▸ TASKS TO COMPLETE:
a: Answer these questions using the text on emotional mastery. Mark each answer with the same numeral as its question.
(i) Who coined the term, and in what year?
(ii) What three emotions does the text say a person may feel after being scrutinized in a team meeting?
(iii) Under "Being present," what do we act on instead of the moment?
b: Write the next few paragraphs of the text on emotional mastery, picking up after its final sentence.

═════ DOCUMENT ═════

Becoming knowledgeable in our brains’ methodology to form emotions enables us to understand the various ways we can influence the process.
After all, we can’t begin to improve or develop emotional mastery if we aren’t aware of our weaknesses or reasoning. Once we have acknowledged the areas we wish to improve upon, we can focus consciously on developing stronger emotional mastery.
First, let’s take a look at what emotional mastery truly means.
What is Emotional Mastery?
Emotional mastery, often referred to as emotional intelligence, was coined by Salovey and Mayer in 1990. Mastery generally refers to our ability to perceive, express and understand our emotions while acknowledging their cause and effect.
Due to the nature and overall impact emotions can have on our daily lives, emotional mastery as a whole is often sought after by high-level employees in a business, individuals seeking greater fulfilment in relationships and those looking to improve their communication and general well-being.
Mastering our emotions requires us to be self-aware of how and why we experience certain reactions to external and internal stimuli. For that, our Limbic system – a group of interconnected structures within the brain – is responsible. Our hypothalamus controls our emotional responses while the hippocampus preserves and retrieves memories. The amygdala coordinates external responses, and the limbic cortex impacts our mood and judgement.
While our brain works hard to develop these emotions, we can look at how emotional mastery impacts our lives.
Whether you are aware of it or not, the emotions you experience impact every part of your day. They can influence the decisions you make, the people you talk to, the opportunities you find and your relationships.
There are a few key areas:
Communication: Emotions help us understand how someone feels, interact with other people through emotions and break down cultural barriers. Emotions are instantly recognisable, whether we can verbally communicate with someone or not. Communication is essential for developing healthy business and personal relationships. Being in control of your emotions allows you to stay level headed and think about your responses with a clear mind.
Well-being: emotions help us govern a sense of complete well-being. The emotions experienced in our daily lives result from our brains conceptualising a response based on previous experiences. We may naturally feel a negative emotion in response to a particular action. Emotional mastery helps us challenge these concepts and alter them.
Being present: It’s almost impossible to be present when acting based on emotional responses, especially when we do not understand their origin. Everyday situations can quickly turn heated should an emotional response take over. We no longer act in the moment but rather act based on previous experiences in similar situations.
How to Master Your Emotions
Unfortunately, emotional mastery isn’t something you can master in a few hours, days or even months. It takes consistent, conscious effort to change our past concepts and build upon/alter our neural connections. Yet, there are multiple things we can do to accustom ourselves to begin shifting focus to these emotions.
Build Upon or Construct New Concepts
We form emotional responses through concepts. Our brains can’t develop a reaction to each stimulus thrown its way. Instead, it compiles everything into a core concept and produces the appropriate emotional response.
These, however, are deeply associated with past experiences. If we attend a team meeting where we are scrutinised, we may become angry, nervous or annoyed. In the future, our brains will refer to this experience when conceptualising a response to other team meetings. New experiences help us cultivate new concepts, whether we learn them through leaving our comfort zone, through a book, new perspective or otherwise. Being aware of previous experiences also helps us to tackle our preconceived concepts.
Not every team meeting will be the same.

═════ DATA RECORDS ═════

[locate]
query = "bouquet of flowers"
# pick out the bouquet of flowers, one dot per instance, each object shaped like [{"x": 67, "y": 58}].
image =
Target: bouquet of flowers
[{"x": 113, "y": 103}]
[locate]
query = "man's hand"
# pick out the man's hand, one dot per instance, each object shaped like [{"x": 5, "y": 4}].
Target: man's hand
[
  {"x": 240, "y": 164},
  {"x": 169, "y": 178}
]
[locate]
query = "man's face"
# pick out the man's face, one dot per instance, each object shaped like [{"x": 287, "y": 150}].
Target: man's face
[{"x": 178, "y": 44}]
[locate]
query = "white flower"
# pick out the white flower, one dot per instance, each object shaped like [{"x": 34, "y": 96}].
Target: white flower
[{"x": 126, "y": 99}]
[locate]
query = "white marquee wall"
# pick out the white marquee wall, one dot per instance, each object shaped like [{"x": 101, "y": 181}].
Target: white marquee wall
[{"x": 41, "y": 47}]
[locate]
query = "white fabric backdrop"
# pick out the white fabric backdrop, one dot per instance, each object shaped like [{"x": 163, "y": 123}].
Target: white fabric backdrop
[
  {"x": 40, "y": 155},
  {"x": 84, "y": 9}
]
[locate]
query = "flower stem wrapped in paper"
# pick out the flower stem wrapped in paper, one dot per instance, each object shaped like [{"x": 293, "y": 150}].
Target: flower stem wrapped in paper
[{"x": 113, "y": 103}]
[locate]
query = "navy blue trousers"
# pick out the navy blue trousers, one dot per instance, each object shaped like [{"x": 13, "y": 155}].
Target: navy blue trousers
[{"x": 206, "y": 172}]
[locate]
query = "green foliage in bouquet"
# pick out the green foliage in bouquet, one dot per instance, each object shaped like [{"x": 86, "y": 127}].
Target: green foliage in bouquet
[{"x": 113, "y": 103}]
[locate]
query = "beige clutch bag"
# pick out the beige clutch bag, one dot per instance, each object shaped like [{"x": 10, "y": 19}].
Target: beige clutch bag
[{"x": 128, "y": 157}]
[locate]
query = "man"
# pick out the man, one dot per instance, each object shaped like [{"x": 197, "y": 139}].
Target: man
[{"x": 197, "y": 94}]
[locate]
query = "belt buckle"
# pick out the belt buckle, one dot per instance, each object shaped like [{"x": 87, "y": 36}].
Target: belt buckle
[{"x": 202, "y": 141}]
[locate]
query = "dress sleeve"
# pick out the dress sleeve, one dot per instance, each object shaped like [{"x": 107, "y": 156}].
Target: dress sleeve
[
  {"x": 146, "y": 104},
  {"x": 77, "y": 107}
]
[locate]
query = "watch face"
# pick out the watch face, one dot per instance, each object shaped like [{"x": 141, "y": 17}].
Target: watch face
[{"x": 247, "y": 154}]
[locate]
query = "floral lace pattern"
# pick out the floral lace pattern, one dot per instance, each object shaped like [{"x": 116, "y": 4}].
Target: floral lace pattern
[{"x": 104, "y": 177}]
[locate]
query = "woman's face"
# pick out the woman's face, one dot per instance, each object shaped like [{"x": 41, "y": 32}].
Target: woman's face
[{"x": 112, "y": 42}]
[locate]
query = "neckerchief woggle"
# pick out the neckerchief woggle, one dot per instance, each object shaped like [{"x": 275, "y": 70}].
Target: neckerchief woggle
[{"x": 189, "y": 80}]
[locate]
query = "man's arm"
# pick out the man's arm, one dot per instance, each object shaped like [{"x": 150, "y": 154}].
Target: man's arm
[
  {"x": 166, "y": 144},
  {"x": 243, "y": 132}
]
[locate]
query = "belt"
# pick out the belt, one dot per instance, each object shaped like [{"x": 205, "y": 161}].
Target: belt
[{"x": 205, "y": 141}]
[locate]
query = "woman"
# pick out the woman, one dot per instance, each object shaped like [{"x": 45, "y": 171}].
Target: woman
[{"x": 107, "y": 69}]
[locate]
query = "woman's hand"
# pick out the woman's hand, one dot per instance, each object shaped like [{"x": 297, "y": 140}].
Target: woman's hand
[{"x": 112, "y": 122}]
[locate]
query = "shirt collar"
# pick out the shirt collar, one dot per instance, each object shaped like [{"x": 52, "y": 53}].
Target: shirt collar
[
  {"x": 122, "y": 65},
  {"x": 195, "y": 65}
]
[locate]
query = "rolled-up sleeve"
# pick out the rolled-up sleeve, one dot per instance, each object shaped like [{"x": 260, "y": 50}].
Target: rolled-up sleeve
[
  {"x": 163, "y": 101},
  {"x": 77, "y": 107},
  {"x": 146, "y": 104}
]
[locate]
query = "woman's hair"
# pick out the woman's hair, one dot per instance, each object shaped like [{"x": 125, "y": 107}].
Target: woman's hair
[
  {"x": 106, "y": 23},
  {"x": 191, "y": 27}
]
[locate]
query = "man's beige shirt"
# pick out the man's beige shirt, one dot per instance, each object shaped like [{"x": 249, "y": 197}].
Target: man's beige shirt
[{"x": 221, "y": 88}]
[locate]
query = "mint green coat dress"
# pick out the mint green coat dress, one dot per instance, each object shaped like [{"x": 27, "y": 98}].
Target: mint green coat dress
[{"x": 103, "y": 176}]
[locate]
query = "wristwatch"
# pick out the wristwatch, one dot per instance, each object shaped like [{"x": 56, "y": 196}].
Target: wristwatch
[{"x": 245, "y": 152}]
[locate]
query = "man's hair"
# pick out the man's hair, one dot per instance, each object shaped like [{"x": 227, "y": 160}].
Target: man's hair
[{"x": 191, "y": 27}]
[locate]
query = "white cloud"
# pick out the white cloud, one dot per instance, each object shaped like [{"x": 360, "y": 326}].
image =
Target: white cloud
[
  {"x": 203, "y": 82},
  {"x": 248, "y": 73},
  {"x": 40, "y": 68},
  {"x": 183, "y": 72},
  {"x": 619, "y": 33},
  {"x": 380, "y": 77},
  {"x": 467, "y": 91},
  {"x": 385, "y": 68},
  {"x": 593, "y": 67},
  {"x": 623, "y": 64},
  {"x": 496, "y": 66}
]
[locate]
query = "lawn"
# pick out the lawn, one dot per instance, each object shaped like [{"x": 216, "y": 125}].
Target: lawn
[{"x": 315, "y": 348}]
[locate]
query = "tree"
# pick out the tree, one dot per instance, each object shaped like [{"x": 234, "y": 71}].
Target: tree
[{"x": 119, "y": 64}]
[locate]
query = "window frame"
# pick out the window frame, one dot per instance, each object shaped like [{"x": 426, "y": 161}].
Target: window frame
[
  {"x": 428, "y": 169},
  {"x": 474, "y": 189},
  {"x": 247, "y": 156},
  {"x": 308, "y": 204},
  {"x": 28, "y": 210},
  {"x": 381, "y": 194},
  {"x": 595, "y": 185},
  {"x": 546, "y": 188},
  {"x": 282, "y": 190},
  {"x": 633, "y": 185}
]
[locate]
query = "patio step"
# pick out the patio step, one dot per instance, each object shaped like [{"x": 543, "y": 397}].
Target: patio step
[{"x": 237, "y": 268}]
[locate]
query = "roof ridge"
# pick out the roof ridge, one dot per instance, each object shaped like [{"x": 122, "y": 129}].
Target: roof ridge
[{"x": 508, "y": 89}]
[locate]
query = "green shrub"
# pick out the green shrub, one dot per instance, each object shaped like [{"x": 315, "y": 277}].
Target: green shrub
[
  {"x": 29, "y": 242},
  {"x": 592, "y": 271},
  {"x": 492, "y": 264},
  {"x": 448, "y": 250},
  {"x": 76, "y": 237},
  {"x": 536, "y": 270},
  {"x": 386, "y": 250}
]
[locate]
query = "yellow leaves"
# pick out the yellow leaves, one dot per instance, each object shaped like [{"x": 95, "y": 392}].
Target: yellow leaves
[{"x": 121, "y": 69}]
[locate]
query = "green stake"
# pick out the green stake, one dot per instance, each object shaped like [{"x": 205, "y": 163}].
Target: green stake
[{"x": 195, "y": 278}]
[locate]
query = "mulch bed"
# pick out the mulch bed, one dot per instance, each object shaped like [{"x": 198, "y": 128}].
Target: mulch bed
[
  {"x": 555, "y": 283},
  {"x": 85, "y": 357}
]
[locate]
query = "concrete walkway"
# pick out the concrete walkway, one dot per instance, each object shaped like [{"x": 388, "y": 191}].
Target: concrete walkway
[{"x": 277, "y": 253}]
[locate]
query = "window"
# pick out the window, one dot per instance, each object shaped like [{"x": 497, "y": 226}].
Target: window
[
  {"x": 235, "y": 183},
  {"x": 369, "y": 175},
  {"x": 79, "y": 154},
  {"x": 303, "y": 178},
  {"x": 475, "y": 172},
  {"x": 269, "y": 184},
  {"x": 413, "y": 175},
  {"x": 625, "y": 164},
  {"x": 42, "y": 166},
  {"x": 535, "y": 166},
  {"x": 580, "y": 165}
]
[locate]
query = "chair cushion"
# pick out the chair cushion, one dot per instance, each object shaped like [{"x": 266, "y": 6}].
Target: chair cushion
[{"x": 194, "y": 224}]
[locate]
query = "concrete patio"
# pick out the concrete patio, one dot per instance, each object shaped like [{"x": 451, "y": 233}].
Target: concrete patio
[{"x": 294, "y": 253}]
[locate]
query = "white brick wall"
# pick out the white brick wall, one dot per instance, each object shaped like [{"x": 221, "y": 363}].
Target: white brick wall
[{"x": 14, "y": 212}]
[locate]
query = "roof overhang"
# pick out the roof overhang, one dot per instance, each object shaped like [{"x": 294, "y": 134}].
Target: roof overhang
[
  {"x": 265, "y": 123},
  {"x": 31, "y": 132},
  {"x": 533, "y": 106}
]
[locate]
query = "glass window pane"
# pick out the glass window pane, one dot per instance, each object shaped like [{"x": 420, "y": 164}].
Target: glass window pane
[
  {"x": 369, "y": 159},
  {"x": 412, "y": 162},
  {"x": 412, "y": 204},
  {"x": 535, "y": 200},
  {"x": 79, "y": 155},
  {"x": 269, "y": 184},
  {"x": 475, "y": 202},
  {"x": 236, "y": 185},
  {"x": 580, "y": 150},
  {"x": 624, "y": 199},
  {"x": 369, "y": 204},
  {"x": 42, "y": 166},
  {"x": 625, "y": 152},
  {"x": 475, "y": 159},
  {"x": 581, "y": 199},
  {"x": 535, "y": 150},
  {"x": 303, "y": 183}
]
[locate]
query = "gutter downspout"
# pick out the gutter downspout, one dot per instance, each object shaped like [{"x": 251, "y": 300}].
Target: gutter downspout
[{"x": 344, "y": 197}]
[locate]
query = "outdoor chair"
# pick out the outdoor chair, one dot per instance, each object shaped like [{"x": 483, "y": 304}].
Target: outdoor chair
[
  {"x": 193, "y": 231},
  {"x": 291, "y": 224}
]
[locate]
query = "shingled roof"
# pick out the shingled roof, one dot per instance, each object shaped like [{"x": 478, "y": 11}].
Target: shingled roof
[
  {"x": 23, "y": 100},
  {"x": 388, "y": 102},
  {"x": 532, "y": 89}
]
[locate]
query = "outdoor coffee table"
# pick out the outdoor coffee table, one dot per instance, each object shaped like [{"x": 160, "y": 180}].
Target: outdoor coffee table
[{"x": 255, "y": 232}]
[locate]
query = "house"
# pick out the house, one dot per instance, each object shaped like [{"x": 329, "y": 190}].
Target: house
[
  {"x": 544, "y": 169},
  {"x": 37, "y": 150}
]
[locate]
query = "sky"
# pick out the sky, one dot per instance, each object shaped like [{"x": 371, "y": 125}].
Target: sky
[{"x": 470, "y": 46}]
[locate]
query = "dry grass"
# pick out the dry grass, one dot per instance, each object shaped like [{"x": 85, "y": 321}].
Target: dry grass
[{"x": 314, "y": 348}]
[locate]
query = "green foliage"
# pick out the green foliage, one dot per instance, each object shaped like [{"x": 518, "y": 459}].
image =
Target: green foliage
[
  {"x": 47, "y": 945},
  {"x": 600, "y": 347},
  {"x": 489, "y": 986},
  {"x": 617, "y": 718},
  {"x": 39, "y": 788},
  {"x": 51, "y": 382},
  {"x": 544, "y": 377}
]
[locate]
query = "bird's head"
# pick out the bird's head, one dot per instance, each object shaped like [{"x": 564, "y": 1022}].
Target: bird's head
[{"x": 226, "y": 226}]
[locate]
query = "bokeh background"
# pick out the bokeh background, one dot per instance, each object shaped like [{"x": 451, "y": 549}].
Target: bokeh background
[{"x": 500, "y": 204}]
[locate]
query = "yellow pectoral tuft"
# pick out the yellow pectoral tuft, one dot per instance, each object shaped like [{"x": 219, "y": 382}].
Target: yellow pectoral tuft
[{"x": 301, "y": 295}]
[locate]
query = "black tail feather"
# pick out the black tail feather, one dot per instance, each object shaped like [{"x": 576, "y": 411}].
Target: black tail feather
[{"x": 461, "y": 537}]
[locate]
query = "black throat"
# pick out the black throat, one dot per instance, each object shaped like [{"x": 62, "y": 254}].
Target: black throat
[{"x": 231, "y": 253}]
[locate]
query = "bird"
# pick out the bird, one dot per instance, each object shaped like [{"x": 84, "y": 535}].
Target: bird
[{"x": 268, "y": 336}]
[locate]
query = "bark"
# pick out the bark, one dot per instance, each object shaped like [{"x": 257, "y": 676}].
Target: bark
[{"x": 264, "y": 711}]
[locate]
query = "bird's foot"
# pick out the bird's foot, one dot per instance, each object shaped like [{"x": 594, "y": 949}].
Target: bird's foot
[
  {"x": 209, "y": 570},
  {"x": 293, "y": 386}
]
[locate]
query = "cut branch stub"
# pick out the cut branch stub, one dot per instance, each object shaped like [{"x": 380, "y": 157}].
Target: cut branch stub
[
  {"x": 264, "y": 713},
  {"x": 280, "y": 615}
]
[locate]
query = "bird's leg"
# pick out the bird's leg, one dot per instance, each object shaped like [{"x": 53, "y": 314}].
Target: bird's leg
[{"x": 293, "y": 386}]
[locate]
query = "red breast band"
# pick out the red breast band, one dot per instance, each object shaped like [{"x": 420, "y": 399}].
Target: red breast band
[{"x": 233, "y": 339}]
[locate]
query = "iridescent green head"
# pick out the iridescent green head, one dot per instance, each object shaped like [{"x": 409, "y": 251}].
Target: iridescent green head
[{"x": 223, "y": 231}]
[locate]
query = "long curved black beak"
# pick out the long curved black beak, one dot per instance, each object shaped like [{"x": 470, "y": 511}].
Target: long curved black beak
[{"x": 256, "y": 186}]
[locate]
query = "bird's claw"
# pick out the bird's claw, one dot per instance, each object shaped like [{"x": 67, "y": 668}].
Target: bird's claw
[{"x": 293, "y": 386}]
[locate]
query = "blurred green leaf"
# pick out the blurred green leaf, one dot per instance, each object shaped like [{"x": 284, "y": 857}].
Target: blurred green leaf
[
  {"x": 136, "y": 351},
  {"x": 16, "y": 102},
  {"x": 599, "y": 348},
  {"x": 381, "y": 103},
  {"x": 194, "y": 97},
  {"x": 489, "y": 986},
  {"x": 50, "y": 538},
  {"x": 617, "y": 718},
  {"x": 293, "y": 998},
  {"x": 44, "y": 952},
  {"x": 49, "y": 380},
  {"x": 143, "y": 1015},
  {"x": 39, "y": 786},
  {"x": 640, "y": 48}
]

═════

▸ THE ANSWERS:
a:
(i) Salovey and Mayer, in 1990.
(ii) Angry, nervous or annoyed.
(iii) Previous experiences in similar situations.

b:
By entering these events with an acknowledgement of what we are feeling emotionally, we can rewrite our old concepts. New experiences can also help us stimulate our brain and develop new, positive concepts.
Distinguish and Recategorize Your Emotions
We may experience an angry response to a specific situation, but is that response the same feeling or emotion experienced through another concept? It’s easy to compile our emotions into one particular category – negative or positive, further expanding upon that into anger, happy, annoyed and so on.
We can categorise anger further into evasiveness, dispassion, self-blame, destruction, hurtfulness and selfishness, to name a few. At face value, categorising your emotions may not seem beneficial, but it does provide you with further information about what you’re feeling. Developing emotional mastery requires you to be conscious about your emotions, which is challenging if you aren’t sure what your emotions mean. By further categorising, you provide yourself with more information to act on.
Secondly, work on becoming consciously aware of how you physically feel while experiencing these emotions. How our body reacts physically is not always a direct representation of how we feel.
Shaking, anxiety, sweating, or pain are sometimes our bodies’ way of coping with particular stress. Once we separate these feelings from our emotions, we can remove the personal attachment, giving us a chance to identify the cause and effect.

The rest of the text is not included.